***** Textauszug *****

Wengleich es zumindest im hohen Mittelalter auch durchaus vor kam das einer der Erzbischöfe auch in zwei Reichsteilen die Kanzlerschaft übertragen bekommen hat.

Aribo (Mainz) - Wikipedia

Da müßte ich auch noch mal erst nachlesen. Wikipedia ist ja gut und schön und das mit dem Erzbischof von Mainz und dem deutschen Reichsteil mag (zumindest teilweise) auch stimmen, aber in Italien wurde mW (ohne jetzt was nachgelesen zu haben) oft der Herzog von Mailand bei der Abwesenheit des Kaisers als Verwalter eingesetzt. Dadurch kam das Haus Medici auch zu großer Macht in Italien.

***** Bereitgestellte Zeilen *****

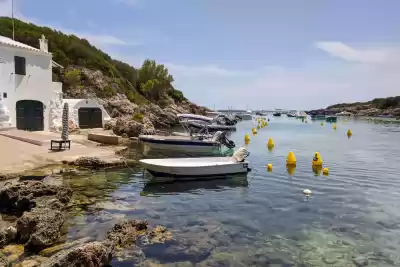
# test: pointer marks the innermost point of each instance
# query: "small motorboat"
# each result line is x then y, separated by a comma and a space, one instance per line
203, 167
191, 143
331, 119
246, 116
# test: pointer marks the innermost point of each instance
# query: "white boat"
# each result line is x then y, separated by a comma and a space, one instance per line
219, 123
248, 115
193, 143
203, 167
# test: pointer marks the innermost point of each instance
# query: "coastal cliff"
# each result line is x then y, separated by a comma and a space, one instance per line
139, 100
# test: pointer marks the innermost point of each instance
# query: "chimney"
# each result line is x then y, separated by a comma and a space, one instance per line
43, 44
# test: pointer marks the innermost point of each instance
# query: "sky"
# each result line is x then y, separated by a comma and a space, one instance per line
259, 54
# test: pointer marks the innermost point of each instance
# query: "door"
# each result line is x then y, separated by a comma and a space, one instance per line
90, 118
30, 115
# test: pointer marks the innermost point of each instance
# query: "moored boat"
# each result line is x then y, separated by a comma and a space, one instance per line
202, 167
194, 143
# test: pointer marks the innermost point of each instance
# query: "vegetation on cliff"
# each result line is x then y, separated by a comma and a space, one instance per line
377, 106
149, 83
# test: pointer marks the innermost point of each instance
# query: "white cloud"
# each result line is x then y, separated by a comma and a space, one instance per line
363, 75
338, 49
128, 2
98, 39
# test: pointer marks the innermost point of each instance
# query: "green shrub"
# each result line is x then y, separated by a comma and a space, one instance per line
138, 117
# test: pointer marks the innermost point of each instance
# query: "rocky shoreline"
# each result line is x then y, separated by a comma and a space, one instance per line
41, 211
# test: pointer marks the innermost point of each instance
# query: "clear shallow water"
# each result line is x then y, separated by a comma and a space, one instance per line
352, 217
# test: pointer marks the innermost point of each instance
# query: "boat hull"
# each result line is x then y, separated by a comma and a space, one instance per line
181, 144
192, 168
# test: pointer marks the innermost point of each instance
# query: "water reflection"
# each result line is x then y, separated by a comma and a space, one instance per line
350, 220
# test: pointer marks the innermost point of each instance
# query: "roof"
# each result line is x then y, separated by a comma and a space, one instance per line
7, 41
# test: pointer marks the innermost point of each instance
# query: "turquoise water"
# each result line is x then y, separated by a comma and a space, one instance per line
352, 217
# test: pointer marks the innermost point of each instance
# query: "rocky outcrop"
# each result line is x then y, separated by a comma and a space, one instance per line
94, 254
125, 234
41, 206
40, 227
125, 125
28, 194
97, 163
7, 235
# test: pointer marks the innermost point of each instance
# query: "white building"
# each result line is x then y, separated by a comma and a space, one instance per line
26, 86
29, 99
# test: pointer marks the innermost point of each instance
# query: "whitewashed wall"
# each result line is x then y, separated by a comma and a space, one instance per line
35, 85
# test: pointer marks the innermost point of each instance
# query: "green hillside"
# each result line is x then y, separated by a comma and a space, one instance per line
149, 83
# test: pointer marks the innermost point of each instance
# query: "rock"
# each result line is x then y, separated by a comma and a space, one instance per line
109, 125
360, 261
3, 261
13, 252
7, 235
40, 227
148, 127
125, 234
88, 162
34, 261
48, 252
28, 194
128, 126
159, 235
94, 254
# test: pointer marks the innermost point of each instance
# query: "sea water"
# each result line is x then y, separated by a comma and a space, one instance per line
352, 217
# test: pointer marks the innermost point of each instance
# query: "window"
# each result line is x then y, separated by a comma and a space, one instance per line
20, 66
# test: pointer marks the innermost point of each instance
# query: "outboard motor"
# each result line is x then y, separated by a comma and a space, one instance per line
221, 137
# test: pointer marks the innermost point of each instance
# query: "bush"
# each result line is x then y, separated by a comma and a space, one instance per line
72, 77
138, 117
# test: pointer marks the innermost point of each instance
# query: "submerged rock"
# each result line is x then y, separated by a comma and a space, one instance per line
159, 234
125, 125
3, 261
94, 254
28, 194
40, 227
125, 234
57, 248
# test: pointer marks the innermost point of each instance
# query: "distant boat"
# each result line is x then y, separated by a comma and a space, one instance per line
248, 115
344, 113
331, 119
277, 114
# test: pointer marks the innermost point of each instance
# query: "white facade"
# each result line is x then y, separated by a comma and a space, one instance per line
74, 105
37, 82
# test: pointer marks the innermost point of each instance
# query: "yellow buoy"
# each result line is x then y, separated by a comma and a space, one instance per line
269, 167
307, 192
317, 160
349, 133
291, 159
271, 143
246, 138
291, 169
317, 170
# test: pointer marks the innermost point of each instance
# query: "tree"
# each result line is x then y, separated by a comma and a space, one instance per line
153, 79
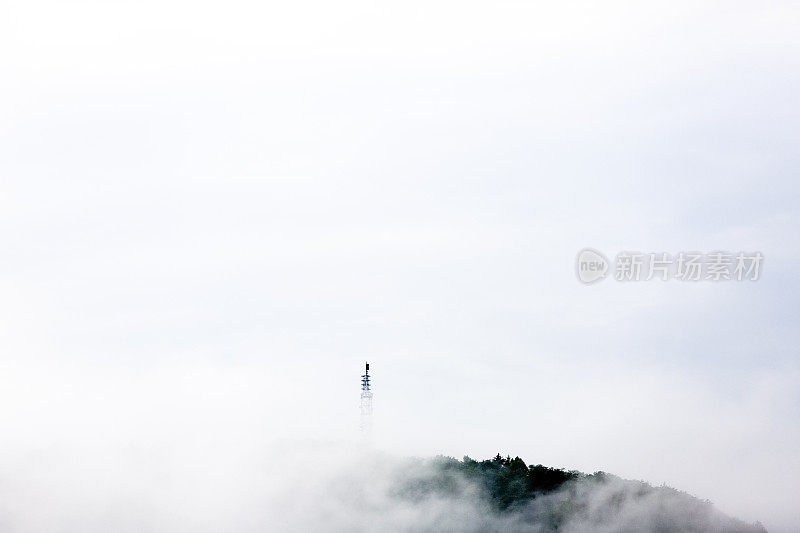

*****

Zu erledigen - Gib aus dem Textauszug die Stelle von „Wengleich es zumindest“ bis einschließlich „Macht in Italien.“ wortgetreu aus. Die Zeilen sind eigenständiges Material und gehören nicht zum Textauszug.

Deine Antwort -
Wengleich es zumindest im hohen Mittelalter auch durchaus vor kam das einer der Erzbischöfe auch in zwei Reichsteilen die Kanzlerschaft übertragen bekommen hat.

Aribo (Mainz) - Wikipedia

Da müßte ich auch noch mal erst nachlesen. Wikipedia ist ja gut und schön und das mit dem Erzbischof von Mainz und dem deutschen Reichsteil mag (zumindest teilweise) auch stimmen, aber in Italien wurde mW (ohne jetzt was nachgelesen zu haben) oft der Herzog von Mailand bei der Abwesenheit des Kaisers als Verwalter eingesetzt. Dadurch kam das Haus Medici auch zu großer Macht in Italien.